Referring expression data
··········

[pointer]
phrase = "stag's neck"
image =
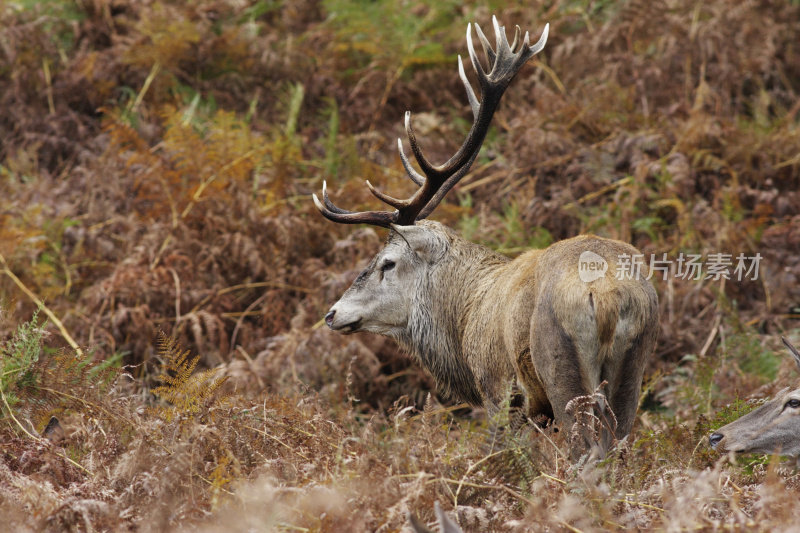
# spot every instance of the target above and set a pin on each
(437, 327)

··········

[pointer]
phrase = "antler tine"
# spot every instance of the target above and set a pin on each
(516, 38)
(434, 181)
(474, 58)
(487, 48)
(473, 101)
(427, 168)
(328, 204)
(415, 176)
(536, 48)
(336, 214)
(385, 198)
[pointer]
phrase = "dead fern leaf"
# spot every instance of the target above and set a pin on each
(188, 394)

··········

Each line of the entries where the string "phrase" occurs should be shown.

phrase = "stag's neck"
phrase = "antler tine"
phrase = "dead fern leaf"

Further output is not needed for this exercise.